▶ Stated goal: Swap "cooktop" for "stove" in the lines starting at the first one and ending at the line that contains "252], [210, 257]]", and give those lines back with nothing else changed.
:::
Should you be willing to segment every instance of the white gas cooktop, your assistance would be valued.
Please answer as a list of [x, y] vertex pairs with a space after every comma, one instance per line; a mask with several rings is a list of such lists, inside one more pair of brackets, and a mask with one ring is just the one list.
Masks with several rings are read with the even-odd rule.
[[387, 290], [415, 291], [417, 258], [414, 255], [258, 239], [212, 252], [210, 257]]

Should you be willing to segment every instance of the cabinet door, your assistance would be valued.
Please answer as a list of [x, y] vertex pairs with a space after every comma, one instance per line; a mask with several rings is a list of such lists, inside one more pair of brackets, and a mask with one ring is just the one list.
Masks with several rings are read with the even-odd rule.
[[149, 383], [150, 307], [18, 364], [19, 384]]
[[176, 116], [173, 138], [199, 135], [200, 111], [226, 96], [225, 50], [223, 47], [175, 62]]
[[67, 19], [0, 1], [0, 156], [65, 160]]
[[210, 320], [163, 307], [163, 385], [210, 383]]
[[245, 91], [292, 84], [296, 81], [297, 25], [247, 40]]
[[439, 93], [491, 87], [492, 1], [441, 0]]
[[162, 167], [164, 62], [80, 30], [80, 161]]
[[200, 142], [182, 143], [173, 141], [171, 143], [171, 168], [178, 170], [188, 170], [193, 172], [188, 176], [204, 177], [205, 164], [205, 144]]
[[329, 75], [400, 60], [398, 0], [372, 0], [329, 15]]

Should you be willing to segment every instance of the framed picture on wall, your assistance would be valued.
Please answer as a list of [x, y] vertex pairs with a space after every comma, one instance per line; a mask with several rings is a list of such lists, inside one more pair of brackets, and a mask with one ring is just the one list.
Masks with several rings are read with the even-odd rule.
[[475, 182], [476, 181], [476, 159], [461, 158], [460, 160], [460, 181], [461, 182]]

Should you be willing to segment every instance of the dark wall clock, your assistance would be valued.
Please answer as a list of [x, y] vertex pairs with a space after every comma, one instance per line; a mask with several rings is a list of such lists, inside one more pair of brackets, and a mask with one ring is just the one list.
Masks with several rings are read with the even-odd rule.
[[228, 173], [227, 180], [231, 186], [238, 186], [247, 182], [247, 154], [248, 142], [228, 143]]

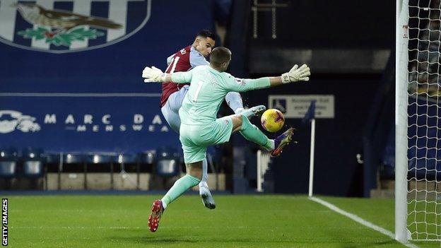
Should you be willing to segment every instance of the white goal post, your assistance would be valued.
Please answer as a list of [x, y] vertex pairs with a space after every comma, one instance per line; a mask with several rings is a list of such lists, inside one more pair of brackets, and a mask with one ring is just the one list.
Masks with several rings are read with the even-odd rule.
[[407, 242], [408, 4], [396, 0], [395, 58], [395, 239]]
[[397, 0], [395, 238], [441, 240], [441, 1]]

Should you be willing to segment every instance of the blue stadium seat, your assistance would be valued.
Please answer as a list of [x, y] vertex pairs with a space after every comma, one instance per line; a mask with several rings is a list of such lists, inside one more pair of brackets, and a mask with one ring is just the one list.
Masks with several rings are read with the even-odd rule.
[[176, 149], [161, 147], [156, 149], [155, 173], [163, 177], [172, 177], [181, 172], [181, 156]]
[[0, 178], [13, 178], [17, 174], [17, 150], [0, 148]]
[[45, 158], [42, 149], [29, 147], [24, 148], [21, 161], [24, 177], [38, 178], [43, 176]]

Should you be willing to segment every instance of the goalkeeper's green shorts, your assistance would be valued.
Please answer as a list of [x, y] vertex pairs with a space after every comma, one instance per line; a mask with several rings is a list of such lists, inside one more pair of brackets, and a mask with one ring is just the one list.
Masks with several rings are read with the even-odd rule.
[[206, 158], [206, 148], [228, 142], [232, 131], [230, 117], [217, 119], [211, 124], [204, 125], [181, 124], [180, 140], [185, 163], [202, 161]]

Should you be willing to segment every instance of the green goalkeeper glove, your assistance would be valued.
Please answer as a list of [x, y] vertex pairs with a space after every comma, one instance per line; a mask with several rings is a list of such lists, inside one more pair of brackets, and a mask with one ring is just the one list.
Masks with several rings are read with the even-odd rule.
[[290, 71], [282, 74], [282, 83], [288, 83], [298, 81], [309, 81], [309, 76], [311, 75], [310, 67], [306, 64], [300, 68], [294, 65]]
[[151, 68], [146, 66], [143, 70], [142, 77], [146, 78], [144, 79], [144, 83], [163, 82], [165, 75], [166, 73], [155, 66]]

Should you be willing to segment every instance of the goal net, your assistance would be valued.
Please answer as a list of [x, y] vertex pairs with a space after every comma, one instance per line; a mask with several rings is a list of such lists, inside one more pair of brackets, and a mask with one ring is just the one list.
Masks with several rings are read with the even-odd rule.
[[401, 27], [408, 38], [408, 58], [407, 238], [440, 240], [441, 2], [408, 0], [408, 25]]

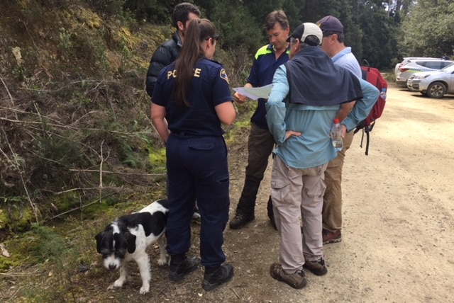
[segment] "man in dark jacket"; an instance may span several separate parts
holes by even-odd
[[[179,55],[184,42],[184,33],[189,20],[200,18],[200,11],[195,5],[183,2],[177,5],[173,10],[173,25],[177,31],[172,39],[161,45],[153,53],[147,72],[147,93],[151,98],[156,84],[157,74],[166,66],[173,62]]]

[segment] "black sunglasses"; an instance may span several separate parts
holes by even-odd
[[[210,38],[211,38],[211,39],[215,40],[216,40],[216,41],[217,41],[218,40],[219,40],[219,35],[218,35],[218,34],[214,34],[214,35],[213,35],[212,36],[206,37],[206,38],[205,38],[205,40],[210,40]]]

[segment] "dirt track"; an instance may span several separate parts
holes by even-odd
[[[226,231],[237,269],[231,302],[454,302],[454,97],[431,99],[392,86],[369,156],[360,139],[358,133],[344,166],[343,241],[324,246],[328,274],[306,273],[301,290],[270,277],[279,243],[266,218],[268,170],[255,224]],[[231,156],[233,167],[242,167],[233,163],[238,154]]]
[[[454,97],[430,99],[389,88],[384,115],[372,134],[370,155],[359,147],[360,133],[347,153],[343,240],[325,246],[328,274],[307,272],[308,285],[302,290],[270,276],[279,251],[279,235],[266,215],[270,165],[255,221],[225,232],[227,259],[235,266],[231,282],[205,292],[199,268],[182,282],[170,282],[168,266],[157,265],[155,246],[150,249],[150,293],[138,294],[140,279],[133,263],[128,284],[108,290],[118,273],[98,263],[93,265],[97,270],[72,277],[72,285],[83,295],[68,302],[454,302],[453,125]],[[229,154],[231,216],[244,178],[247,134],[244,139]],[[199,226],[192,227],[191,253],[198,254]],[[100,260],[94,249],[90,258]],[[14,297],[18,291],[11,287],[4,290],[8,292],[5,297]]]

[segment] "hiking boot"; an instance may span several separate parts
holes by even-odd
[[[184,275],[197,268],[199,263],[199,258],[195,256],[189,258],[182,258],[179,256],[171,256],[169,280],[173,282],[182,280]]]
[[[337,243],[342,241],[342,234],[340,231],[338,230],[334,232],[331,232],[328,230],[323,229],[321,231],[323,238],[323,244],[329,244],[330,243]]]
[[[273,279],[285,282],[293,288],[303,288],[307,285],[304,272],[298,270],[294,273],[286,273],[279,263],[272,263],[270,267],[270,274]]]
[[[205,268],[205,275],[201,287],[207,292],[213,290],[221,284],[230,281],[233,276],[233,266],[231,264],[215,268]]]
[[[230,220],[228,226],[232,229],[239,229],[244,227],[248,223],[255,219],[255,216],[248,216],[242,212],[237,212],[233,219]]]
[[[325,266],[325,261],[323,258],[316,261],[306,261],[303,268],[309,270],[316,275],[323,275],[328,273],[328,269]]]

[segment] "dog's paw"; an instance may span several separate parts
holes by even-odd
[[[121,287],[123,286],[123,284],[124,283],[124,282],[125,282],[125,281],[124,281],[124,280],[121,280],[121,279],[118,279],[118,280],[116,280],[114,282],[114,284],[112,284],[112,285],[111,285],[111,287],[112,288],[114,288],[114,287],[115,287],[115,288],[119,288],[119,287]]]
[[[139,291],[139,293],[140,295],[145,295],[145,294],[148,294],[148,292],[150,292],[150,285],[142,286],[140,287],[140,290]]]

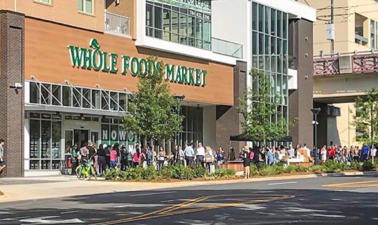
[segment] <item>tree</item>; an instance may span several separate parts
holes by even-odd
[[[150,56],[147,62],[146,68],[138,75],[138,92],[129,100],[124,127],[148,140],[171,137],[182,129],[180,101],[172,95],[164,79],[163,62],[154,56]]]
[[[362,135],[357,141],[372,145],[378,142],[378,90],[373,88],[363,98],[358,97],[354,104],[356,113],[353,124]]]
[[[272,87],[270,76],[254,69],[250,75],[252,87],[246,88],[243,97],[239,100],[238,111],[244,118],[243,130],[246,137],[254,141],[265,143],[279,140],[286,135],[296,119],[288,122],[281,116],[282,112],[277,109],[282,98]],[[276,121],[276,115],[279,118]]]

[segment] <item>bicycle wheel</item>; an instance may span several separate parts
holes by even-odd
[[[96,176],[96,172],[94,171],[94,168],[93,168],[93,167],[91,167],[91,171],[90,174],[89,175],[89,178],[90,178],[92,176],[94,177],[95,180],[97,180],[97,177]]]
[[[85,179],[85,175],[83,172],[83,166],[82,165],[79,165],[76,168],[76,176],[77,177],[78,179],[79,179],[80,180],[83,180],[84,179]]]

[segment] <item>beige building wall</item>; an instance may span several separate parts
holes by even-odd
[[[341,115],[328,117],[327,119],[327,142],[333,141],[338,145],[350,147],[360,146],[362,143],[356,141],[356,128],[353,124],[355,113],[354,103],[334,104],[340,108]]]
[[[50,0],[44,3],[36,0],[0,0],[0,9],[24,13],[28,16],[103,31],[104,0],[93,0],[93,14],[78,10],[78,0]]]
[[[298,0],[317,9],[317,21],[314,27],[314,53],[320,51],[330,54],[331,42],[326,39],[326,24],[331,20],[330,0]],[[347,53],[371,49],[370,21],[378,21],[378,2],[374,0],[334,0],[334,52]],[[365,45],[355,43],[356,14],[366,18],[363,23],[364,37],[368,39]],[[357,16],[358,18],[358,16]]]

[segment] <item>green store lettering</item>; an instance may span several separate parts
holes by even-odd
[[[123,55],[119,57],[115,53],[101,51],[101,46],[95,39],[91,40],[90,46],[93,49],[72,45],[68,46],[72,67],[116,74],[119,70],[117,62],[120,58],[122,64],[121,71],[124,75],[128,74],[133,77],[140,74],[148,75],[149,71],[161,71],[164,68],[165,80],[171,83],[202,87],[206,84],[207,71],[206,70],[168,64],[162,65],[160,62],[156,62],[152,65],[153,63],[147,59]]]

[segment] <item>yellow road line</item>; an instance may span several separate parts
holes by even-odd
[[[363,185],[364,185],[365,184],[368,184],[370,183],[378,183],[378,180],[370,180],[369,181],[360,181],[360,182],[356,182],[338,183],[337,184],[325,184],[323,185],[323,187],[348,187],[349,186],[349,187],[359,187],[359,185],[360,185],[359,186],[362,186]],[[376,185],[378,185],[378,183],[377,184],[374,184],[373,185],[374,185],[373,187],[375,187]]]
[[[186,201],[185,202],[184,202],[181,204],[176,204],[172,206],[170,206],[167,208],[164,208],[163,209],[162,209],[159,210],[155,211],[151,213],[149,213],[146,214],[143,214],[140,216],[131,217],[130,218],[126,218],[124,219],[118,220],[115,220],[113,221],[108,221],[107,222],[93,224],[93,225],[115,225],[115,224],[120,224],[121,223],[128,223],[128,222],[131,222],[135,221],[154,219],[154,218],[157,218],[158,217],[166,217],[168,216],[182,214],[185,214],[185,213],[189,213],[199,212],[201,211],[217,209],[229,207],[236,207],[236,206],[241,206],[243,205],[245,205],[247,203],[254,204],[258,202],[268,202],[268,201],[273,201],[290,198],[292,198],[295,197],[295,196],[288,196],[288,195],[282,196],[282,195],[280,196],[277,195],[274,195],[277,197],[271,197],[270,198],[266,198],[265,199],[263,198],[261,199],[256,199],[256,200],[253,199],[246,202],[229,203],[225,203],[225,204],[221,204],[220,205],[205,205],[205,206],[200,205],[194,208],[188,209],[186,210],[179,210],[179,211],[175,211],[175,210],[177,210],[178,209],[180,209],[182,208],[184,208],[185,207],[192,205],[193,204],[195,204],[196,203],[207,200],[209,199],[209,198],[214,198],[214,197],[222,197],[222,196],[229,197],[230,196],[210,196],[208,197],[198,197],[197,198],[190,199],[189,201]],[[241,196],[243,195],[235,195],[233,196]],[[220,200],[222,200],[222,199],[220,199]]]

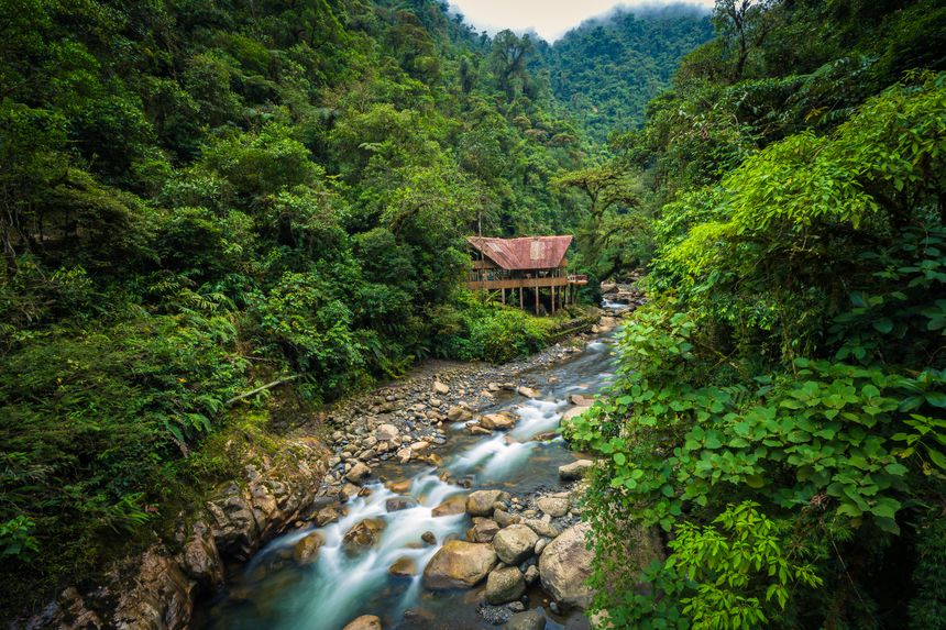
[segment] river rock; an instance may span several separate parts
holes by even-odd
[[[430,516],[433,517],[450,517],[453,515],[462,515],[466,511],[466,497],[463,495],[453,495],[446,501],[430,510]]]
[[[375,615],[362,615],[349,621],[342,630],[382,630],[381,618]]]
[[[398,557],[387,572],[395,577],[414,577],[417,575],[417,564],[410,557]]]
[[[307,534],[293,545],[293,559],[301,566],[314,563],[319,557],[319,549],[324,542],[319,532]]]
[[[462,422],[472,418],[472,413],[466,409],[463,409],[459,405],[454,405],[450,409],[447,410],[447,419],[451,422]]]
[[[561,497],[540,497],[536,499],[536,506],[552,518],[563,517],[569,513],[569,500]]]
[[[316,524],[319,527],[324,527],[329,523],[333,523],[339,520],[339,512],[332,506],[326,506],[316,512]]]
[[[482,418],[480,418],[480,425],[484,429],[490,429],[491,431],[499,429],[506,431],[516,425],[516,420],[518,418],[515,413],[510,413],[508,411],[501,411],[498,413],[486,413]]]
[[[206,523],[194,523],[182,555],[184,572],[201,587],[211,589],[223,584],[223,563],[213,542],[213,532]]]
[[[493,549],[506,564],[519,564],[530,555],[539,537],[524,524],[513,524],[493,537]]]
[[[526,593],[526,579],[518,566],[496,568],[486,578],[486,601],[506,604],[515,601]]]
[[[351,469],[345,473],[345,479],[356,484],[371,475],[371,468],[364,462],[355,462]]]
[[[571,464],[565,464],[564,466],[559,466],[559,478],[564,482],[570,482],[572,479],[581,479],[584,476],[584,472],[594,466],[594,462],[591,460],[578,460],[576,462],[572,462]]]
[[[431,589],[475,586],[490,574],[496,562],[496,552],[488,544],[451,540],[427,563],[424,584]]]
[[[414,497],[392,497],[384,502],[384,508],[389,512],[397,512],[416,507],[417,499]]]
[[[444,383],[440,383],[439,380],[435,380],[433,382],[433,393],[439,394],[441,396],[446,396],[446,395],[450,394],[450,386],[444,384]]]
[[[585,584],[592,573],[594,553],[585,548],[590,523],[566,529],[539,557],[542,588],[558,601],[587,608],[594,592]]]
[[[546,630],[546,616],[538,610],[516,612],[506,622],[506,630]]]
[[[492,519],[475,517],[473,527],[466,530],[466,540],[470,542],[491,542],[499,531],[499,526]]]
[[[519,515],[510,515],[506,510],[496,508],[493,510],[493,520],[499,523],[499,527],[509,527],[510,524],[521,522],[522,517]]]
[[[525,396],[526,398],[539,397],[539,393],[537,390],[532,389],[531,387],[526,387],[525,385],[520,385],[519,387],[517,387],[516,391],[519,394],[519,396]]]
[[[400,429],[395,427],[394,424],[378,424],[377,429],[374,430],[374,436],[377,438],[377,442],[394,442],[395,438],[400,436]]]
[[[561,533],[556,526],[542,519],[525,519],[522,524],[531,529],[538,535],[547,538],[556,538]]]
[[[581,416],[582,413],[584,413],[587,410],[588,410],[587,407],[570,407],[562,412],[562,420],[561,421],[568,422],[569,420],[572,420],[573,418],[578,418],[579,416]]]
[[[382,519],[364,519],[345,533],[342,542],[348,551],[353,551],[359,546],[372,546],[377,542],[384,526],[385,522]]]
[[[488,517],[493,513],[493,504],[508,501],[509,493],[503,490],[476,490],[466,497],[466,511],[474,517]]]

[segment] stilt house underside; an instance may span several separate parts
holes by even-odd
[[[525,308],[528,292],[537,313],[548,303],[554,314],[557,308],[574,301],[578,286],[587,284],[587,276],[566,270],[565,252],[571,236],[470,236],[466,240],[475,254],[466,287],[498,290],[503,303],[506,303],[508,291],[508,298],[514,301],[518,294],[519,308]]]

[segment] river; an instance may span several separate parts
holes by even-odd
[[[508,432],[471,435],[463,423],[450,427],[448,442],[438,451],[452,479],[472,489],[506,489],[514,496],[559,488],[558,467],[578,456],[561,438],[536,440],[554,431],[571,394],[595,394],[613,369],[613,338],[592,341],[568,361],[535,368],[540,396],[526,399],[503,393],[483,410],[515,410],[519,420]],[[442,471],[425,464],[388,463],[375,473],[387,479],[410,480],[409,497],[416,507],[388,512],[386,502],[396,495],[384,485],[369,484],[371,494],[346,504],[348,513],[319,529],[324,540],[318,560],[299,566],[293,546],[311,527],[285,534],[262,549],[248,564],[229,576],[228,586],[216,599],[199,607],[193,625],[206,630],[340,630],[360,615],[377,615],[384,628],[450,629],[494,628],[477,611],[482,588],[428,592],[419,572],[448,537],[464,537],[471,526],[465,513],[435,518],[431,509],[444,499],[466,494],[464,485],[444,483]],[[365,518],[386,523],[378,542],[351,555],[342,545],[344,533]],[[422,532],[432,532],[438,544],[420,543]],[[409,559],[418,568],[414,577],[395,577],[388,567]],[[527,607],[540,608],[549,629],[587,628],[581,611],[552,614],[548,596],[534,586]]]

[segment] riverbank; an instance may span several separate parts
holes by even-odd
[[[320,509],[351,493],[345,477],[360,457],[370,466],[436,463],[451,410],[472,413],[504,395],[504,386],[518,374],[573,352],[564,342],[502,366],[427,362],[402,380],[343,400],[287,435],[253,436],[248,441],[260,447],[231,449],[244,474],[219,486],[201,513],[182,515],[170,542],[154,537],[143,553],[114,563],[97,581],[105,586],[81,594],[66,589],[26,627],[186,627],[194,601],[224,583],[224,567],[240,567],[273,538],[309,527]],[[433,382],[449,387],[450,396],[422,396]],[[398,440],[382,450],[369,434],[385,423],[396,427]],[[376,452],[370,456],[366,451],[373,446]]]
[[[591,462],[557,430],[607,378],[608,347],[582,335],[503,366],[428,364],[337,407],[320,508],[233,572],[196,627],[466,628],[527,609],[586,627]]]

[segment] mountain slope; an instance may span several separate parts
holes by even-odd
[[[688,5],[619,10],[585,22],[551,47],[552,90],[592,137],[644,123],[648,101],[680,60],[713,36],[708,14]]]

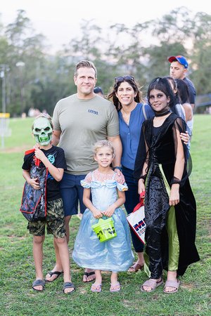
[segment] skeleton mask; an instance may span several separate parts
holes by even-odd
[[[32,133],[37,143],[43,146],[49,145],[52,138],[53,129],[48,119],[45,117],[36,119]]]

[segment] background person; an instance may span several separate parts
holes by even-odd
[[[186,77],[188,67],[186,59],[184,56],[179,55],[169,57],[168,60],[171,62],[170,75],[174,79],[180,79],[184,80],[187,84],[189,91],[189,102],[193,110],[196,103],[196,92],[194,84],[191,80]]]
[[[60,192],[64,204],[67,240],[69,240],[69,221],[72,215],[84,213],[83,187],[80,180],[96,168],[93,160],[92,147],[100,140],[108,138],[115,148],[113,166],[120,165],[122,143],[119,135],[118,116],[114,105],[108,100],[96,95],[94,88],[97,80],[96,69],[91,61],[81,60],[75,67],[74,81],[77,93],[65,98],[56,104],[53,116],[54,133],[53,145],[64,150],[67,162],[60,183]],[[117,170],[117,174],[120,171]],[[52,272],[61,271],[61,263],[56,251],[56,264]],[[85,270],[84,282],[95,278],[90,269]],[[49,277],[53,281],[55,276]]]
[[[193,129],[193,112],[191,105],[189,102],[189,92],[188,86],[184,80],[176,79],[177,89],[179,91],[181,104],[185,112],[185,120],[188,126],[188,131],[191,139]]]
[[[64,274],[63,291],[68,294],[75,290],[71,282],[70,257],[65,237],[64,211],[59,190],[66,162],[62,148],[51,143],[53,124],[49,116],[40,114],[34,121],[32,132],[35,138],[35,151],[27,153],[23,164],[23,176],[34,190],[40,190],[39,178],[31,178],[30,170],[34,166],[34,156],[41,161],[40,167],[48,169],[46,181],[47,213],[44,220],[29,222],[27,228],[33,235],[33,256],[36,270],[36,280],[32,289],[35,291],[44,289],[42,259],[43,243],[45,238],[45,227],[48,234],[53,235],[53,241],[60,254],[61,269]]]

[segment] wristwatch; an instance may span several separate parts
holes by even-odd
[[[118,166],[113,167],[113,170],[115,171],[115,169],[119,169],[121,172],[122,171],[122,168]]]

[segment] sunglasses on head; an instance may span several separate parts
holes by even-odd
[[[132,80],[133,81],[135,81],[134,77],[133,76],[120,76],[115,77],[115,83],[117,82],[122,82],[124,80]]]

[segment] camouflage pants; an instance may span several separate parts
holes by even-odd
[[[29,222],[27,229],[35,236],[44,236],[46,225],[47,233],[56,238],[65,236],[65,218],[61,199],[47,202],[47,215],[44,220]]]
:::
▶ Task answer:
Should you be willing to segment every instance of the white gas stove, your assistance would be valued.
Please answer as a list of [x, y] vertex pairs with a space after every comma, one instance per line; a mask with several rings is a list of such lists, inside one more pair of brackets, and a mask with one ring is just the one list.
Masks with several rings are read with the even-odd rule.
[[387, 290], [415, 291], [417, 258], [414, 255], [258, 239], [212, 252], [210, 257]]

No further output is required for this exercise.